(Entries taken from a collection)
══════
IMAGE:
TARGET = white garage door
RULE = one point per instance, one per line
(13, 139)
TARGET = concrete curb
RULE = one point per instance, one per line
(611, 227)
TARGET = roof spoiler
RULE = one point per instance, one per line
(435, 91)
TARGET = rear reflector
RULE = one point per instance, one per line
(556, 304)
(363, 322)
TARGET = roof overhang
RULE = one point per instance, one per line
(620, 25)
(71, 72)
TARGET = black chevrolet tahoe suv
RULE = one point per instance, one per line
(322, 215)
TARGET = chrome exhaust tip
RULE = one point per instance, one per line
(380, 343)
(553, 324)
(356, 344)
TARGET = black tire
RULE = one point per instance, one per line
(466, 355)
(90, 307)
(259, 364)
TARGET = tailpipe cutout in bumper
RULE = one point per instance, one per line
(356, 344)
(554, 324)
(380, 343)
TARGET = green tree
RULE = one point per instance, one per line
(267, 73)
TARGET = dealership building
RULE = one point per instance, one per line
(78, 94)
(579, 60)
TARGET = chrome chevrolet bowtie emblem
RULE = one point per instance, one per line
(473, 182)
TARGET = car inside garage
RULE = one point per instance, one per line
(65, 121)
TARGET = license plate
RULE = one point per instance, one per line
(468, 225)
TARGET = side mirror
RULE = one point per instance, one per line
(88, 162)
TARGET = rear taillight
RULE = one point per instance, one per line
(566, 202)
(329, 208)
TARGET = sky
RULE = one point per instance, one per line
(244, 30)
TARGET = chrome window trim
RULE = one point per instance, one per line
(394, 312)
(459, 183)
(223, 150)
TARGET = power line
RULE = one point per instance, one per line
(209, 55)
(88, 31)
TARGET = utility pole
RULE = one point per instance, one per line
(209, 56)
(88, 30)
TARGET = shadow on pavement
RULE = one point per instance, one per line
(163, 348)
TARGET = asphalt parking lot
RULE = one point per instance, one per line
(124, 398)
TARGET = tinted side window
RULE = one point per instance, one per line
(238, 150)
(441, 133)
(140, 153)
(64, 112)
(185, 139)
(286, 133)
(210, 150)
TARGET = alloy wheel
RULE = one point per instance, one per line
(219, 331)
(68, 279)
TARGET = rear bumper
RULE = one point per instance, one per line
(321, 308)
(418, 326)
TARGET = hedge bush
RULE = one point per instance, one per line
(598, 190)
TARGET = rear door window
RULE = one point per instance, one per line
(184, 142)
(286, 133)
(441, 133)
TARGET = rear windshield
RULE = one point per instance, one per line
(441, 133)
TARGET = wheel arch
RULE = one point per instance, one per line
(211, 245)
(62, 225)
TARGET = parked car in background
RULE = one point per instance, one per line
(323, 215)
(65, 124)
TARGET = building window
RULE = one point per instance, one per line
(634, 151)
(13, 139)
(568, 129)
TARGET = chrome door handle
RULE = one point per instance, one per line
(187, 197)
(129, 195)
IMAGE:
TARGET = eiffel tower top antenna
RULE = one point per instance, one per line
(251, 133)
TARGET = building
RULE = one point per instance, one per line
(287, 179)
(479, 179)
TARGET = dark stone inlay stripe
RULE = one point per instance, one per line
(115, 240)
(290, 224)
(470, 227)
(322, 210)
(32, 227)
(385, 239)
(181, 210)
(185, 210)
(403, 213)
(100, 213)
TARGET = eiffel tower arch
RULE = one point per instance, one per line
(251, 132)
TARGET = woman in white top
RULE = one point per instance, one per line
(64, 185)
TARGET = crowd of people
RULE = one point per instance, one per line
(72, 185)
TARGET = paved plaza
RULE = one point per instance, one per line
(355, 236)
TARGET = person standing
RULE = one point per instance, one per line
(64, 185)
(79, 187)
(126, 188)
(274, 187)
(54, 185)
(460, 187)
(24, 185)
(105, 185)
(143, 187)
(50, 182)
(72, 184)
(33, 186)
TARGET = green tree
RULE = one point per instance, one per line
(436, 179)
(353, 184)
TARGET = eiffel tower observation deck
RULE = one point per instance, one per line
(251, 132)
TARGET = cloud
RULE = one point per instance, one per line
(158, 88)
══════
In how many lines of the entries does "roof" appear? Reply with only the number.

2